Start of Extracted material

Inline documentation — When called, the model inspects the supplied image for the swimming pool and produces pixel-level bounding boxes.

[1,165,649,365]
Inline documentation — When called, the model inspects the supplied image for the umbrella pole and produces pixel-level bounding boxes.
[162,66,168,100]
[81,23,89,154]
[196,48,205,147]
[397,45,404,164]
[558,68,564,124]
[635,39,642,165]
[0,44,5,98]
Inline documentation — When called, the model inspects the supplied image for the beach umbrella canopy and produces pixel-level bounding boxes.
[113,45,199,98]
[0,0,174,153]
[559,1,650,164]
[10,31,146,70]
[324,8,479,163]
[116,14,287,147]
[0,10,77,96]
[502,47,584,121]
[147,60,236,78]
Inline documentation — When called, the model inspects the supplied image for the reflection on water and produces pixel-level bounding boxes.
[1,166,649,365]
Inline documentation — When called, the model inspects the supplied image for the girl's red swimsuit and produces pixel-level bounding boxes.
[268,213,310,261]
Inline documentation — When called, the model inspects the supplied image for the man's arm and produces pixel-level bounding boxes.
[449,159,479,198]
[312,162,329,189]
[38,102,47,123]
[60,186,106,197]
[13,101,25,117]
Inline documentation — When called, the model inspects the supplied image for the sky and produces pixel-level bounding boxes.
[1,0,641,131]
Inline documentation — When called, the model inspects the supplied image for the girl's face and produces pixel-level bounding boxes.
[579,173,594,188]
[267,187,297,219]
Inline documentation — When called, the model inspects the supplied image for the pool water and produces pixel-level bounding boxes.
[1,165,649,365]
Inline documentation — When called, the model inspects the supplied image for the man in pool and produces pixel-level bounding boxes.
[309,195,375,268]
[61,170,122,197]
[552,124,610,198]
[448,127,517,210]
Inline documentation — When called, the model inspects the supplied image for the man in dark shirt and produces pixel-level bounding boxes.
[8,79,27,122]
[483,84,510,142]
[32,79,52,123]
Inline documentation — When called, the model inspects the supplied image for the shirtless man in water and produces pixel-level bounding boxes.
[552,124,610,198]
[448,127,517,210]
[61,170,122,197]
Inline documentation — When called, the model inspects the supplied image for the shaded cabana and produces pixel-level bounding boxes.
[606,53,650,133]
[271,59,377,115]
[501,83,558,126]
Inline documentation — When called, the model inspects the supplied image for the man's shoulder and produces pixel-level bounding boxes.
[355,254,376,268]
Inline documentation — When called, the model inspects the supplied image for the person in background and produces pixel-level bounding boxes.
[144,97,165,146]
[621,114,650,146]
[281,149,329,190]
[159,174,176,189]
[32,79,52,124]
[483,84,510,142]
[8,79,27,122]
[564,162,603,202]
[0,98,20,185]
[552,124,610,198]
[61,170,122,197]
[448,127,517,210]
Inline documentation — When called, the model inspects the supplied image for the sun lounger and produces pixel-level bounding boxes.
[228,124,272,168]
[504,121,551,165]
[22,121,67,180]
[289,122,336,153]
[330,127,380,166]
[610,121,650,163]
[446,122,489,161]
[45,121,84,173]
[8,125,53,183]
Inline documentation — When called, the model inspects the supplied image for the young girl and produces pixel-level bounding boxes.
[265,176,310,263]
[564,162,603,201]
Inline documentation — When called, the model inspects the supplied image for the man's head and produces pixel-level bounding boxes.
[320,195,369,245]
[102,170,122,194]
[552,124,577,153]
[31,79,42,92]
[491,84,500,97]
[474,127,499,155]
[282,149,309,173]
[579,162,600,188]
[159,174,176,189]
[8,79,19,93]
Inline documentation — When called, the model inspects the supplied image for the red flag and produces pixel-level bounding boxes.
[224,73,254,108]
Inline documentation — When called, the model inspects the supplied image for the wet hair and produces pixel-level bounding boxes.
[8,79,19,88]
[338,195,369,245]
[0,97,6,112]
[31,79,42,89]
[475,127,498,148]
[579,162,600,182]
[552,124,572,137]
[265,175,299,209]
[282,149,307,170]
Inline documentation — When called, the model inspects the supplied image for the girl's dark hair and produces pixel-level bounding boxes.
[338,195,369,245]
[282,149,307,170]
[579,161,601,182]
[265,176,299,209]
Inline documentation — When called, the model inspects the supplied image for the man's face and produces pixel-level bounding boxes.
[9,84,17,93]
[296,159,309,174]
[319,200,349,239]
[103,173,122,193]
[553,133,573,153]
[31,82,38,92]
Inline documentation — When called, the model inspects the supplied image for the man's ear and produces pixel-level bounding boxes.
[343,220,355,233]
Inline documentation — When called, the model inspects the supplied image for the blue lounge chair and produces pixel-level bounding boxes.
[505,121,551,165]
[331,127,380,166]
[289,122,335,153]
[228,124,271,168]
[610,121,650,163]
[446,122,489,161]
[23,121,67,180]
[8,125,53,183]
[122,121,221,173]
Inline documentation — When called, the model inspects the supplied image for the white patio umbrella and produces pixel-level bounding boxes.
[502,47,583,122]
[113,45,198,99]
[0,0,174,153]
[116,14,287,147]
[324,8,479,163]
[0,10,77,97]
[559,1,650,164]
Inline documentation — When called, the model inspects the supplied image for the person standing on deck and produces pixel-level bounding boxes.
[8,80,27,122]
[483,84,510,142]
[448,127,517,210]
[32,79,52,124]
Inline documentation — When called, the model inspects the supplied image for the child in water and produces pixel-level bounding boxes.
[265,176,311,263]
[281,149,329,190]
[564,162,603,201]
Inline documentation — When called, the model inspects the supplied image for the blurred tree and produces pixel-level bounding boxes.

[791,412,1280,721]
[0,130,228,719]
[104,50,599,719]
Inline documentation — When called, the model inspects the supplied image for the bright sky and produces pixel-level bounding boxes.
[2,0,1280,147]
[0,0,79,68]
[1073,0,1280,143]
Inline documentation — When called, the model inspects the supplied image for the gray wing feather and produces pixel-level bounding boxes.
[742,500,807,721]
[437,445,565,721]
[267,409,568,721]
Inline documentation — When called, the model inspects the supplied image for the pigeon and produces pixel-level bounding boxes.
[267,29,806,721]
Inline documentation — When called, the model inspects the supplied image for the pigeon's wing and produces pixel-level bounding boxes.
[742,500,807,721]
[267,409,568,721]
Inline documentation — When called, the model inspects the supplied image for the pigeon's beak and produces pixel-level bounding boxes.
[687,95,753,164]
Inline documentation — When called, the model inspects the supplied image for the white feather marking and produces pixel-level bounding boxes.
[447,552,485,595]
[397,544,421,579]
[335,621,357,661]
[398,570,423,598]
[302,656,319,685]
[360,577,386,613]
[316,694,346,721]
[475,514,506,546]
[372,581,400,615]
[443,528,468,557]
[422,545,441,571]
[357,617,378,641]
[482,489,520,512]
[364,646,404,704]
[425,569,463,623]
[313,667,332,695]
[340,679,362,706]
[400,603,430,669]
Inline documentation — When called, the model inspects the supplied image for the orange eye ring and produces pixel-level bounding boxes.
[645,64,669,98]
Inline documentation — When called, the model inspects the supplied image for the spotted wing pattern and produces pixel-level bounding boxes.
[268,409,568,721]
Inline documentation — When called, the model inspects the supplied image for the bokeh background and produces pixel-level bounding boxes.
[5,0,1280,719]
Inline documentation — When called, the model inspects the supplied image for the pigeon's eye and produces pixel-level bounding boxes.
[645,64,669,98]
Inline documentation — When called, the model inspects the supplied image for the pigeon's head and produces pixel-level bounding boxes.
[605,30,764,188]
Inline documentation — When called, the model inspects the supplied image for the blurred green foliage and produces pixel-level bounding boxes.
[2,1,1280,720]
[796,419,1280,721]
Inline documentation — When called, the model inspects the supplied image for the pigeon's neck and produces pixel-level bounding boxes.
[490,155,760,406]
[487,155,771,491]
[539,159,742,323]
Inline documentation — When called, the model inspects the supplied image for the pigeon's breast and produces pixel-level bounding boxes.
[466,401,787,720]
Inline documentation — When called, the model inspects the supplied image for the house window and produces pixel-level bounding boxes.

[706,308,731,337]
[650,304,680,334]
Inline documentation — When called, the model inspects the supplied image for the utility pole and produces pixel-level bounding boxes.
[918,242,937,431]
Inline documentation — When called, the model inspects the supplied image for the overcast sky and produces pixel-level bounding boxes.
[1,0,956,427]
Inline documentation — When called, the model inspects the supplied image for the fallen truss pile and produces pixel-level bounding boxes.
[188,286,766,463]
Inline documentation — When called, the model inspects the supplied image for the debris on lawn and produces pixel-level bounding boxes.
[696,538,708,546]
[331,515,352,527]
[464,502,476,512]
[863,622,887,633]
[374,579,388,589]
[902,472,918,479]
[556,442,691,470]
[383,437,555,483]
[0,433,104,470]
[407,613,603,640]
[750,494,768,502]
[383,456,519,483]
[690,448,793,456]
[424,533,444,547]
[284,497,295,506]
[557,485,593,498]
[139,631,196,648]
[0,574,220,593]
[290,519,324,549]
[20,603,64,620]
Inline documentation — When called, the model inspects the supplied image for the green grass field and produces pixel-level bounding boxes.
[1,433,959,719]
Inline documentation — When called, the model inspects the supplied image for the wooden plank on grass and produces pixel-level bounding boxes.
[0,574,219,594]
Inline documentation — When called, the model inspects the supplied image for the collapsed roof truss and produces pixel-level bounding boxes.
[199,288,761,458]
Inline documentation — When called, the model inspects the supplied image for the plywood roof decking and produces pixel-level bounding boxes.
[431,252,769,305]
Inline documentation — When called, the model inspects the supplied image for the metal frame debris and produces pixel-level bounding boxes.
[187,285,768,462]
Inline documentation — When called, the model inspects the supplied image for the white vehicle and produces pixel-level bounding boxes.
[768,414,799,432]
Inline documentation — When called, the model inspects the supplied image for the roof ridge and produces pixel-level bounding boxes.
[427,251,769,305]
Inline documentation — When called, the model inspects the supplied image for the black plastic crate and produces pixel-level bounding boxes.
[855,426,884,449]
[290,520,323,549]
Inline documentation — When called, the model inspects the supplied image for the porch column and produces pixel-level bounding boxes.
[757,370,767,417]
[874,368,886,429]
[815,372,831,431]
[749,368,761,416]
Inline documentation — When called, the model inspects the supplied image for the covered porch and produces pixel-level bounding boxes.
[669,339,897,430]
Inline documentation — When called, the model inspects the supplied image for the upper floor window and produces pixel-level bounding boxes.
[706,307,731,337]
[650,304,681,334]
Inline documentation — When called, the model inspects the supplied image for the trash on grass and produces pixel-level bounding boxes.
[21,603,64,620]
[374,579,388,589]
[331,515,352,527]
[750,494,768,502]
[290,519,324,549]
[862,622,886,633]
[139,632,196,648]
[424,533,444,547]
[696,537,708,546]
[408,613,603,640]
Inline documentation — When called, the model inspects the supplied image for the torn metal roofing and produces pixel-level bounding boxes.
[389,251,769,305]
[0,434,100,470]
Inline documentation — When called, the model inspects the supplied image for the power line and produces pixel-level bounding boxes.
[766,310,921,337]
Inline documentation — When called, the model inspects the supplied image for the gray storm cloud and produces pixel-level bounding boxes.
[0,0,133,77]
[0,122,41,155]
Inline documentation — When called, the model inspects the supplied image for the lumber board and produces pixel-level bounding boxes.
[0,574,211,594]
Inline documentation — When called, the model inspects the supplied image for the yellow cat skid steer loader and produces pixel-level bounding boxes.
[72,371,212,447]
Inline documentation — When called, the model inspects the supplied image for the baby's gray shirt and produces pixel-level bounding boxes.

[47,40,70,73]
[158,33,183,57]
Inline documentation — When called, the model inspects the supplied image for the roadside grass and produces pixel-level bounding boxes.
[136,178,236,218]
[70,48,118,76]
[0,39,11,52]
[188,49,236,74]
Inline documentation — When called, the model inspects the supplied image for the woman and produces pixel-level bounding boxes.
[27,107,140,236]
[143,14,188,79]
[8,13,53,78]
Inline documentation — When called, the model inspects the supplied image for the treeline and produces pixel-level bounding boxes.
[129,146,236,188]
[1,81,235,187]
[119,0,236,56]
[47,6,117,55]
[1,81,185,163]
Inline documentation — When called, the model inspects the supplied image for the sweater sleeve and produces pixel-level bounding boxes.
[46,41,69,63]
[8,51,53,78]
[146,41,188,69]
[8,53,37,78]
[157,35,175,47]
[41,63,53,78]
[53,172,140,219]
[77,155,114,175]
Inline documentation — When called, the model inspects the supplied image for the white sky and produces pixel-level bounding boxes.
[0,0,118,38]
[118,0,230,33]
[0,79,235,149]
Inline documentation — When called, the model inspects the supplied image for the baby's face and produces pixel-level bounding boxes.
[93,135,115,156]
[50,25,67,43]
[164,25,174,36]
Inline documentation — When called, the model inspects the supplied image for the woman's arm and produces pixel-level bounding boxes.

End of Extracted material

*Exercise directions:* Copy nothing except the lines from the one with "baby's face and produces pixel-level bounding boxes." through the end of the records; keep each exactly as it appears, first and last included.

*Result:*
Inline documentation — When called, the model inspects the supplied image for the baby's face and produces pixel-level bounding boxes.
[93,135,115,156]
[50,25,67,43]
[164,25,174,36]
Inline documentation — When called, the model inspects the supplied image for the woman's arm and produces pixel-level bounding boxes.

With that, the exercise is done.